Google Announces Advanced Gemini 2.0 Models

AIBoom

10 months ago

Google released Gemini 2.0 on Wednesday, calling it its “most capable” AI model suite to date. Now, it’s available to everyone.

In December, the company provided access to developers and trusted testers while integrating some features into its products. However, this marks a full public release.

The suite includes 2.0 Flash, designed for high-volume, high-frequency tasks at scale. Additionally, it features 2.0 Pro Experimental, optimized for coding performance, and 2.0 Flash-Lite, which Google describes as its “most cost-efficient model yet.”

Gemini Flash costs developers 10 cents per million tokens for text, image, and video inputs. Flash-Lite, the more cost-effective option, costs just 0.75 cents for the same. Tokens represent individual units of data the model processes.

Google continues to push AI development as competition intensifies among tech giants and startups. Its aggressive investment in AI agents reflects a broader strategy to lead the evolving market.

Meta, Amazon, Microsoft, OpenAI, and Anthropic are also advancing agentic AI. These models handle complex, multistep tasks independently, reducing the need for step-by-step user guidance.

Advancing AI Agents

Google has been investing in more agentic AI models, designed to understand the world, think ahead, and take action with user supervision. In a December blog post, the company highlighted Gemini 2.0’s advancements in multimodality, including native image and audio output and built-in tool use. Google believes these improvements bring AI closer to its vision of a universal assistant.

* _What you will do_:
**a.** Reproduce the Gemini 2.0 article verbatim from "Gemini Flash costs" to "the model processes.".
**b.** Continue the Gemini 2.0 article past its final sentence.

* _Available data_:

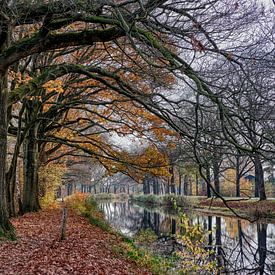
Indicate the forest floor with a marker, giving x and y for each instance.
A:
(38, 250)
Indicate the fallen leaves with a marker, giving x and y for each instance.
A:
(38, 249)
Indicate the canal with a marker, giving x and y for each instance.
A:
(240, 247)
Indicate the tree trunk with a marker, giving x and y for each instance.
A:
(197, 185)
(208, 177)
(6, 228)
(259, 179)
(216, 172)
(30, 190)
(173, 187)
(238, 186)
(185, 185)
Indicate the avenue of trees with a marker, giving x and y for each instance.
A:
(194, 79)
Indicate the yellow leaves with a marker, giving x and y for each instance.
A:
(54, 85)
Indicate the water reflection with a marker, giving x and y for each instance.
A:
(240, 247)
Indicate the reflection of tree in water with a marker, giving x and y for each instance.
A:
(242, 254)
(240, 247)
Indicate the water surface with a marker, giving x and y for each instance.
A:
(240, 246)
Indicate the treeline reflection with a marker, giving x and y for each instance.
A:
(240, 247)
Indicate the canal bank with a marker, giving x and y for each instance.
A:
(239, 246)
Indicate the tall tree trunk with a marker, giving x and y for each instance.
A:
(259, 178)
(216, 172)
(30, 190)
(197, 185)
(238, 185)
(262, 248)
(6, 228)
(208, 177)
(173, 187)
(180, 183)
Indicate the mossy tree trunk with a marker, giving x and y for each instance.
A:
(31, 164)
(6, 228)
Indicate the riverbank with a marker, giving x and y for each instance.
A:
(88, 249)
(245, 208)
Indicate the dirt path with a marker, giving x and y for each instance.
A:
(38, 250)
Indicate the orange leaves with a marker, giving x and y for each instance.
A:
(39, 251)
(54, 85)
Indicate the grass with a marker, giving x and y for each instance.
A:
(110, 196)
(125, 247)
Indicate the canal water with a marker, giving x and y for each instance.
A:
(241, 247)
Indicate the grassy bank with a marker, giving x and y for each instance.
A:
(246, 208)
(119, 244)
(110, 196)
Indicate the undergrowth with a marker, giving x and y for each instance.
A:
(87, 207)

* _Task-by-task answers_:
**a.**
Gemini Flash costs developers 10 cents per million tokens for text, image, and video inputs. Flash-Lite, the more cost-effective option, costs just 0.75 cents for the same. Tokens represent individual units of data the model processes.

**b.**
Anthropic, backed by Amazon and founded by former OpenAI researchers, is a key competitor in this space. In October, the company announced that its AI agents could operate computers like humans to complete complex tasks.

According to Anthropic, its technology can interpret screens, select buttons, enter text, navigate websites, and execute tasks using real-time internet browsing. “The tool can use computers in basically the same way we do,” said Jared Kaplan, Anthropic’s chief science officer, in an interview with CNBC. He noted that it can handle tasks requiring “tens or even hundreds of steps.”

OpenAI released a similar feature recently called Operator. It will automate tasks such as planning vacations, filling out forms, making restaurant reservations and ordering groceries. The Microsoft-backed startup described Operator as “an agent that can go to the web to perform tasks for you.”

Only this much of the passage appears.